Re: Dealing with distributed nature of Linked Data and SPARQL from David Booth on 2016-06-08 (public-declarative-apps@w3.org from June 2016)

From: David Booth <david@dbooth.org>
Date: Wed, 8 Jun 2016 11:17:48 -0400
To: Martynas Jusevičius <martynas@graphity.org>, Mikel Egaña Aranguren <mikel.egana.aranguren@gmail.com>
Cc: public-lod <public-lod@w3.org>, public-declarative-apps@w3.org, James Anderson <james@dydra.com>, Arto Bendiken <arto@dydra.com>
Message-ID: <5758371C.30805@dbooth.org>

On 06/08/2016 08:55 AM, Martynas Jusevičius wrote:
> So I think it would be
> wrong to ignore the "older" description -- or any "other" description
> in general.

This gets into the whole area of what data you choose to believe.  Some 
data is just plain wrong, and lots of data is "correct" (i.e. usable) 
for some uses but wrong for others and will cause inconsistency when 
merged.  Very little data is universally "correct".

I think it is inescapable that when merging data from multiple sources 
you need to be careful about which data you choose to include.  Putting 
data from each source in its own named graph is one good way to help 
keep track of where it came from, and this is useful in deciding whether 
to include it.  But that provides only coarse-grained control.  You may 
well need to eliminate only a few triples from some source data in order 
to make it merge without causing inconsistencies, and it can be tedious 
to figure out which triples to drop.

Bottom line: I don't think there is any simple answer to the question of 
which data to include.  It requires a judgement call.

David Booth

Received on Wednesday, 8 June 2016 15:18:25 UTC

▶ Dataset entries
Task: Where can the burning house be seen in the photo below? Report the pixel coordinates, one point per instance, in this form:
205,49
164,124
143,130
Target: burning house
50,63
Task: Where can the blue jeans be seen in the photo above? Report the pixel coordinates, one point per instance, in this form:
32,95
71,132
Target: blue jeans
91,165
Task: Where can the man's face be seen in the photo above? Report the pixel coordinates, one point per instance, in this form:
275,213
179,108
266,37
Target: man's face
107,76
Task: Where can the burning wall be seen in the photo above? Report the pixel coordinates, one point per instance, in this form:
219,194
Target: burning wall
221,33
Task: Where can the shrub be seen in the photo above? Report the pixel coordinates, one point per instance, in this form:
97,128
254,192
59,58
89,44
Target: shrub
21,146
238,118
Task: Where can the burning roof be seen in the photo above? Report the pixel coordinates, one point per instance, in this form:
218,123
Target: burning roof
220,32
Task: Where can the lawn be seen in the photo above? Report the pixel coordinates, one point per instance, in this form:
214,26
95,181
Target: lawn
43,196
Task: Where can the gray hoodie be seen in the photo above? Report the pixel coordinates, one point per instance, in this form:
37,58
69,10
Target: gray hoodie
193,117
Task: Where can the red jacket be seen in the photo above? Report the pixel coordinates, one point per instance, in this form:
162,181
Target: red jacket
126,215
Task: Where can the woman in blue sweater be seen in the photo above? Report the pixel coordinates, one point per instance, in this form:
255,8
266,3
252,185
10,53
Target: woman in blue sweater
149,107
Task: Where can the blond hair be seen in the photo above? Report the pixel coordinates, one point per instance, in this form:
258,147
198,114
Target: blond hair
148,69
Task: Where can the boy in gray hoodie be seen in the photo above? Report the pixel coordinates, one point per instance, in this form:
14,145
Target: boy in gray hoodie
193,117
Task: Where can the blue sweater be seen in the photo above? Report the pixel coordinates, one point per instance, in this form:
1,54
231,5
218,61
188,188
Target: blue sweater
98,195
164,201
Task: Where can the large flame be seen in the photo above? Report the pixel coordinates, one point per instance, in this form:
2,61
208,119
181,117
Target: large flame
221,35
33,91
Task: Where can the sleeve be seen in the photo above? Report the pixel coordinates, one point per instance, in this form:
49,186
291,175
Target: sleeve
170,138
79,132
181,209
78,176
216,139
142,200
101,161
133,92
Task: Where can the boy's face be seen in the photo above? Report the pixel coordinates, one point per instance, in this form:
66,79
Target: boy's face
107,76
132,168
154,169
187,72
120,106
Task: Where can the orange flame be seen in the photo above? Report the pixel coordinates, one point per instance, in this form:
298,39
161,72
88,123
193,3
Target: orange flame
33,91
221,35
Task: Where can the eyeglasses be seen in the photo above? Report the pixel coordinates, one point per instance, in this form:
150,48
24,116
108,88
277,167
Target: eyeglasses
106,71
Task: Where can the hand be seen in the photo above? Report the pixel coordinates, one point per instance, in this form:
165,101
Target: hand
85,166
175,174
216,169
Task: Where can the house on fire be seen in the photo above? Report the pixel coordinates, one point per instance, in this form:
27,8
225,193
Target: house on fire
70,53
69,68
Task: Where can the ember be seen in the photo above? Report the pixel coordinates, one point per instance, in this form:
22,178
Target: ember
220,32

* * *

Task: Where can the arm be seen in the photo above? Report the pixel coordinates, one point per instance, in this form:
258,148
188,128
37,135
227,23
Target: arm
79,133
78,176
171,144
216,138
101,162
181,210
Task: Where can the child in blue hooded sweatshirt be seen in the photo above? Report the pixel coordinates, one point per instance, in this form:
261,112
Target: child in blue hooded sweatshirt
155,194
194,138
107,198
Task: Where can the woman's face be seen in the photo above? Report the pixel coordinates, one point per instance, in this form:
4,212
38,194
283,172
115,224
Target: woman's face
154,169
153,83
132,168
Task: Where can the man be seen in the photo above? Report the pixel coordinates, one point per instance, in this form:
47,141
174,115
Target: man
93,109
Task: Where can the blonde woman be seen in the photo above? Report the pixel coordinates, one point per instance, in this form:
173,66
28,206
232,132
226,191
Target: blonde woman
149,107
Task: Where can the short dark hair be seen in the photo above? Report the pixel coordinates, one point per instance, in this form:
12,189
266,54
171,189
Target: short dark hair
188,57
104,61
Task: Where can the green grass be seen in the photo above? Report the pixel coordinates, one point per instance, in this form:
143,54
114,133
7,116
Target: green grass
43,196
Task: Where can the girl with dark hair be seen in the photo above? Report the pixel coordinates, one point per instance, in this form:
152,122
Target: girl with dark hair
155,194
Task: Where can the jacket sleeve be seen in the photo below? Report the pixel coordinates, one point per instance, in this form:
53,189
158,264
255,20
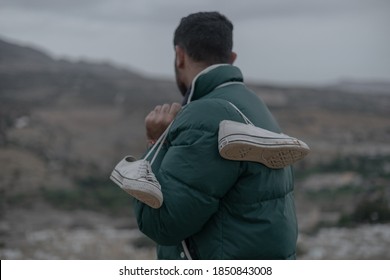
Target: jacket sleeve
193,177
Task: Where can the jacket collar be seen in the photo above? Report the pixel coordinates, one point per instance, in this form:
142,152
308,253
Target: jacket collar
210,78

▶ Instructions for the task
Please say whether each statement agrees with the message from David Booth, answering yes or no and quoting the deciding words of that message. (a) When data from several sources is merged, care is needed over which data to include. (b) Keeping each source's data in its own named graph gives fine-grained control. (c) There is a simple answer to the question of which data to include.

▶ Output of the task
(a) Yes: "when merging data from multiple sources you need to be careful about which data you choose to include"
(b) No: "But that provides only coarse-grained control."
(c) No: "I don't think there is any simple answer to the question of which data to include."